§ TEXT PROVIDED:
As a wildlife biologist, one of the many questions I am asked each year is, “What will the acorn crop be like here?” A smart biologist will reply, “Spotty,” and safe answer for a complex question! The fact is your acorn crop certainly is tied to your general geographic area, but even so, the factors affecting the acorn crop are very site-specific. The acorn crop on your property will be determined by the diversity of oak species, the age of these trees, their condition and health, as well as the density of trees on a per acre basis. Other factors include how many acorns each tree produced last year, as it affects stored resources that influence fruiting. Lastly, weather plays a huge role in determining the current year’s crop. There are two general types of oaks—white and red. The white oak group generally flowers in spring and then produces mature nuts from the flowers the following fall. Red oaks on the other hand, flower this year, then wait until the next year to mature acorns. So, a late frost this year will probably affect acorn production of white oaks this fall, and red oaks the next year! The key to successful mast (acorns) management is to have a diversity of species among each of the general groups on a per acre basis. The next key is to keep your oak stands thinned so their crowns can expand to full potential If two trees touch their crowns, that means that they are competing for light, water and nutrients!
That said, how do you go about assessing what your acorn crop will be this fall? Over the years, we have developed a simple survey technique that has served us well in managing deer and other wildlife. We establish a walking trail through our forests, that is marked on each end so we can return year after year. In mid-summer, we walk the trail, stopping periodically to examine the limbs of trees overhead. We use to methods to quantify the acorn crop. First, we pick random limbs and count the number of acorns on each. A more simple method is to just classify each tree’s crop as: 1. Absent, 2. Light, 3. Moderate, and 4. Heavy. We put the results of each tree examined, along with the trail location into a spreadsheet for analysis and as an archive.
It also is a good idea to return just before fall to sample your trees, since a drought can cause your trees to cast their acorns. This is easily diagnosed as the under-developed acorns will litter the forest floor beneath your trees, and limbs that were heavily stocked with acorns will be devoid of fruit. Over time, you also can record weather data from year to year, and relate acorn crop to these data. You also can identify cyclic production trends in your forest.

§ ABOUT THIS EXERCISE:
Answer these questions using the text on the acorn crop:
(a) What are the two general types of oaks?
(b) What four classes can be used to classify each tree's crop?
(c) What signs show that a drought has made the trees cast their acorns?

§ SOURCE MATERIAL:
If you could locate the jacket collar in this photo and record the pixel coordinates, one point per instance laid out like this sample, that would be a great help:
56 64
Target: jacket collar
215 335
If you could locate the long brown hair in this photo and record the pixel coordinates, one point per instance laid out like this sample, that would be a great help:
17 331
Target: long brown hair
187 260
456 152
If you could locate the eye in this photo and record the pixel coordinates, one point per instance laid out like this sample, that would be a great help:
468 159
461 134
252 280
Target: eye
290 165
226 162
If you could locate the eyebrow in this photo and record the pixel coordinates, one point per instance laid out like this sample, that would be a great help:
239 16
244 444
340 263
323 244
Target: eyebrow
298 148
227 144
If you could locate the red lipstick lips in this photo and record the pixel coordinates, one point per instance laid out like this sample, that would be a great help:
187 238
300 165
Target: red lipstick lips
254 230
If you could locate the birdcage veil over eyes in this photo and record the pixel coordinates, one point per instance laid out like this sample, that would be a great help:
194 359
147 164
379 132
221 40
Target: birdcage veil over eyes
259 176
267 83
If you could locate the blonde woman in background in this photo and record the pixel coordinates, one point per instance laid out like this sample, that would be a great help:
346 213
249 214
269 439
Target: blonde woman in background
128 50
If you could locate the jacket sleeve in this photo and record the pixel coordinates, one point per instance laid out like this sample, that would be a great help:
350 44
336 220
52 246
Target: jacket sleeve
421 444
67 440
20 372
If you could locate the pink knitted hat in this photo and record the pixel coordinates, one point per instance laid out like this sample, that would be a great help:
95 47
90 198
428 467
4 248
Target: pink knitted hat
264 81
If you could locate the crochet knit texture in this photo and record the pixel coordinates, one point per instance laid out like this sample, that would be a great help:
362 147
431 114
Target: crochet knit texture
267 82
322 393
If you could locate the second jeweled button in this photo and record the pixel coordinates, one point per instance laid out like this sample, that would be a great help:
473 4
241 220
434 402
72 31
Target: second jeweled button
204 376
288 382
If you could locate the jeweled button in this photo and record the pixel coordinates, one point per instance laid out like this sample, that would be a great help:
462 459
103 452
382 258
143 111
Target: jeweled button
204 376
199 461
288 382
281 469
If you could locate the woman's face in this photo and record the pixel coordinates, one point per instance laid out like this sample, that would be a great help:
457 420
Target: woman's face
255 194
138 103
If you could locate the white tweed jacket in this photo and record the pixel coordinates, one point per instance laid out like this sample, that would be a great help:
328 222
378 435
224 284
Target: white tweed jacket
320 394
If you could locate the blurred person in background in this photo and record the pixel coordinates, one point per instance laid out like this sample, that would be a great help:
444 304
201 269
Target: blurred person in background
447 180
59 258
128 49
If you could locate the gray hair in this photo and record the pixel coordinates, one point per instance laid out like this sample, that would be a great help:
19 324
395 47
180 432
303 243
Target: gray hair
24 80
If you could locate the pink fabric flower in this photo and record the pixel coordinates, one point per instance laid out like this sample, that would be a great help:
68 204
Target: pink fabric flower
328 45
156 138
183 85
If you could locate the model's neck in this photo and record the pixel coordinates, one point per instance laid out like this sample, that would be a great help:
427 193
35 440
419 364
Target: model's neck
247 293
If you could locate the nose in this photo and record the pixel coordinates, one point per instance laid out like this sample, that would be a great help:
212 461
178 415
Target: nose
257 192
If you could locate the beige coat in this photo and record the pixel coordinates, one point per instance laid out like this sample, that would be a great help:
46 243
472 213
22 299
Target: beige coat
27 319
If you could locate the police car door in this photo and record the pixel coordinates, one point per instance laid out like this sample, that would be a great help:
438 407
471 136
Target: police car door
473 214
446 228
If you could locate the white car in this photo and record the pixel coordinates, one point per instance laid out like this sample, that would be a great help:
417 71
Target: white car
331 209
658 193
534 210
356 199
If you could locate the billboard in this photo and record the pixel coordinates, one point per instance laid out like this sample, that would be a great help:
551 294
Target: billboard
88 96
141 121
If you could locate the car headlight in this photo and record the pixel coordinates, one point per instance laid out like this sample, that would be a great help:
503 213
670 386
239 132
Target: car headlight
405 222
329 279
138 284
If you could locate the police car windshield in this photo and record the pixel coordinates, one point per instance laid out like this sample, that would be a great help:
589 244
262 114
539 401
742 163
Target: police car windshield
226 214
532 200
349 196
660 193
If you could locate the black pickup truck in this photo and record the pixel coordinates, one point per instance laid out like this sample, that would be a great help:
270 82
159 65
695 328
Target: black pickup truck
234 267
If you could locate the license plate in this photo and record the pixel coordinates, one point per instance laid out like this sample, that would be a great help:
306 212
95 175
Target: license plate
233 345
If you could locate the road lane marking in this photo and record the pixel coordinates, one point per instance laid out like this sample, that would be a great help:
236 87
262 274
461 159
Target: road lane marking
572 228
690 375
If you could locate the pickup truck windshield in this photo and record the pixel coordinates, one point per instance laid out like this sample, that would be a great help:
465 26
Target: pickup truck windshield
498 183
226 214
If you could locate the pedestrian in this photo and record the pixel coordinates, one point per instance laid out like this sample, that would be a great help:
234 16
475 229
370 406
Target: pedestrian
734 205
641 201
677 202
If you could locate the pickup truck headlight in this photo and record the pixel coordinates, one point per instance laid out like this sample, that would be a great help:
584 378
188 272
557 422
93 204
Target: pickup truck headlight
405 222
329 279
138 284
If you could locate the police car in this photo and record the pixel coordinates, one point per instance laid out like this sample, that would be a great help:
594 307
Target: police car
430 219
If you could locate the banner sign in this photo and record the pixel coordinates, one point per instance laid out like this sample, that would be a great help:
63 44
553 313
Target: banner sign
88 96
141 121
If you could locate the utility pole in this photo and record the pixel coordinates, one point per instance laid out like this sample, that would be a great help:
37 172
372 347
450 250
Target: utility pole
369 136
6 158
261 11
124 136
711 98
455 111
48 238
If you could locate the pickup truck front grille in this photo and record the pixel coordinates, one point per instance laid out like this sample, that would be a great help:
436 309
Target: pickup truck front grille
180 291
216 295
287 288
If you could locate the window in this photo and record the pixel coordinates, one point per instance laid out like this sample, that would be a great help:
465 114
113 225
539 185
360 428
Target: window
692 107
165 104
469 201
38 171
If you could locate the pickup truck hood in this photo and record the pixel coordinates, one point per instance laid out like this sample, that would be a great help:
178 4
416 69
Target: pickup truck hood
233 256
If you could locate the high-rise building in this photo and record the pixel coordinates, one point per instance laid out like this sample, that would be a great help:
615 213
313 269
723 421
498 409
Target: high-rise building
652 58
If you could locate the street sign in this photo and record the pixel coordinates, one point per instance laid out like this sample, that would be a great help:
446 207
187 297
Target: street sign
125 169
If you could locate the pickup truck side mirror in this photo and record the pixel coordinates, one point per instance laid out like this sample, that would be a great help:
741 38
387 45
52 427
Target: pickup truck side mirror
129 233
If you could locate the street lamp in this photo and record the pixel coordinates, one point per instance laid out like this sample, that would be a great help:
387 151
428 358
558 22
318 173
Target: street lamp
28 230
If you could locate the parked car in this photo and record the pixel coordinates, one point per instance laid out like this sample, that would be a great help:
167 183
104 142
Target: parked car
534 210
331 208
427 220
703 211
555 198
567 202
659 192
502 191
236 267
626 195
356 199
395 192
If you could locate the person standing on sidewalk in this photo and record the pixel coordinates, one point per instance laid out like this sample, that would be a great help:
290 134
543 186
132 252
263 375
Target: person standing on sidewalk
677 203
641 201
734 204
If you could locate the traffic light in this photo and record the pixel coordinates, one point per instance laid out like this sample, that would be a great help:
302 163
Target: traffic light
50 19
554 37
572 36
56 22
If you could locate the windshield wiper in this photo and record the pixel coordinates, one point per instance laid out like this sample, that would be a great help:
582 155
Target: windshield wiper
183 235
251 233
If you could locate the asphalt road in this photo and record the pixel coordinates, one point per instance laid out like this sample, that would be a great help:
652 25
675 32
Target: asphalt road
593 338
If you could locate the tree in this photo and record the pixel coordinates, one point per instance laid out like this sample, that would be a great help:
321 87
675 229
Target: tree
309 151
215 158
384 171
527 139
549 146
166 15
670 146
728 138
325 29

§ EXPECTED ANSWER:
(a) White and red.
(b) Absent, Light, Moderate, and Heavy.
(c) Under-developed acorns litter the forest floor beneath the trees, and limbs that were heavily stocked with acorns are devoid of fruit.